Instructions:
1: In the article below on womb-lining stem cells and miscarriage, how many women donated tissue samples for the study?
2: Pick up the article on womb-lining stem cells and miscarriage after its last sentence and continue it.
*** Opening of Selected extract ***
Researchers think they have the answer why women suffer multiple miscarriages.
Professor Jan Brosens from the University of Warwick and his team have discovered that a lack of stem cells in the womb lining is likely responsible for miscarriages in “thousands” of women.
“We have discovered that the lining of the womb in the recurrent miscarriage patients we studied is already defective before pregnancy,” the professor of obstetrics and gynecology wrote in the study, published in the journal Stem Cells.
The team studied tissue samples from the womb linings donated by 183 women being treated at the Implantation Research Clinic, University Hospitals Coventry and Warwickshire NHS Trust. They found that an “epigenetic signature” common with stem cells was missing from the tissues of women who have suffered more than one miscarriage.
“After an embryo has implanted, the lining of the uterus develops into a specialized structure called the decidua, and this process can be replicated when cells from the uterus are cultured in the lab,” wrote Brosens. “Cultured cells from women who had had three or more consecutive miscarriages showed that aging cells in the lining of the womb don’t have the ability to prepare adequately for pregnancy.”
*** Close of Selected extract ***
*** Opening of Information supplied ***
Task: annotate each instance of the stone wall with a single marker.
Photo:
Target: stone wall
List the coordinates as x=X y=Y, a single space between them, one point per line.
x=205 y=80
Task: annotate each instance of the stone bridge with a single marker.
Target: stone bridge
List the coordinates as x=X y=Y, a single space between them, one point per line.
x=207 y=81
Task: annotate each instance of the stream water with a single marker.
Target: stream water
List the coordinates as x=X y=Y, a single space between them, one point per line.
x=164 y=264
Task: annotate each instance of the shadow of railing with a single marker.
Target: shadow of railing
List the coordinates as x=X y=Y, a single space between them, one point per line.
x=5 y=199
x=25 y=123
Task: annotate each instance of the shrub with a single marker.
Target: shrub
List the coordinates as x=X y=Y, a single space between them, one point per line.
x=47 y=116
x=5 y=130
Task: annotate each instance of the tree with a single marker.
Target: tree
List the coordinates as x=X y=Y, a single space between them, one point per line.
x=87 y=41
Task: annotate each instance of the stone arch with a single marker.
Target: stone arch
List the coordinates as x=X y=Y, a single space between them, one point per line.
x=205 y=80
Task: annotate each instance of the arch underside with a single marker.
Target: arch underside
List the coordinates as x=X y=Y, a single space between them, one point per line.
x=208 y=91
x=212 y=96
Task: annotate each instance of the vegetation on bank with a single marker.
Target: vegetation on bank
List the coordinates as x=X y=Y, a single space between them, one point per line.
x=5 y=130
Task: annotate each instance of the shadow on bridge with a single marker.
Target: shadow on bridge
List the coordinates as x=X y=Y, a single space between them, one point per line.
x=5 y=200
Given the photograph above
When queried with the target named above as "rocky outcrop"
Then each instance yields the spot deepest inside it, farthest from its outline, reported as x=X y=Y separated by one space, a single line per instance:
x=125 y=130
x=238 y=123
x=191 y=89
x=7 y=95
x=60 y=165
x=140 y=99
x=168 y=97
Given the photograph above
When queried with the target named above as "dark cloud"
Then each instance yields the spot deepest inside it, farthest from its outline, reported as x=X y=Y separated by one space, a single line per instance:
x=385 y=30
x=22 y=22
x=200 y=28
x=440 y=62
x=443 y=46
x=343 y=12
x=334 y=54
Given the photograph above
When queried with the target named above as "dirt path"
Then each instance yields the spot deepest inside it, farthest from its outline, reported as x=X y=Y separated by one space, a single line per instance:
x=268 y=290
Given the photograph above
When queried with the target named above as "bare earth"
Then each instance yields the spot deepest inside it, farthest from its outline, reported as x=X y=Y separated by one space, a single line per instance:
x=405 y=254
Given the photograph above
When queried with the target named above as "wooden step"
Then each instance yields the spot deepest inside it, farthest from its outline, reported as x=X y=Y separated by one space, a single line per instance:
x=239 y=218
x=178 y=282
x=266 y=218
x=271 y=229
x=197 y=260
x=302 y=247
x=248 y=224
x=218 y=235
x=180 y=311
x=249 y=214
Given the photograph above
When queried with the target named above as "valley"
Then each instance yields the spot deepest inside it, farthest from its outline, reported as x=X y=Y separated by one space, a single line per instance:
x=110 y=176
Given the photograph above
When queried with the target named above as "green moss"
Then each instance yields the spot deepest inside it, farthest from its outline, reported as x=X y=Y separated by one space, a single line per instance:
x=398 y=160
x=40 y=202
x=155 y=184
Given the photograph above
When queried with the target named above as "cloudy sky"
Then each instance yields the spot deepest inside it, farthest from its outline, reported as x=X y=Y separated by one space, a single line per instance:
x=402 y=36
*** Close of Information supplied ***
Answers:
1: 183 women

2:
The team believes that this discovery will lead to treatments that will stimulate the function of stem cells in women without them—and they’re already working on new interventions.
“Our focus will be two-fold,” said Siobhan Quenby, study co-author and University of Warwick Professor of Obstetrics. First, they’ll work to improve how at-risk women are screened through new endometrial tests.
“Second, there are a number of drugs and other interventions, such as endometrial ‘scratch’, a procedure used to help embryos implant more successfully, that have the potential to increase the stem cell populations in the womb lining.”
Added Brosens: “I can envisage that we will be able to correct these defects before the patient tries to achieve another pregnancy. In fact, this may be the only way to really prevent miscarriages in these cases.”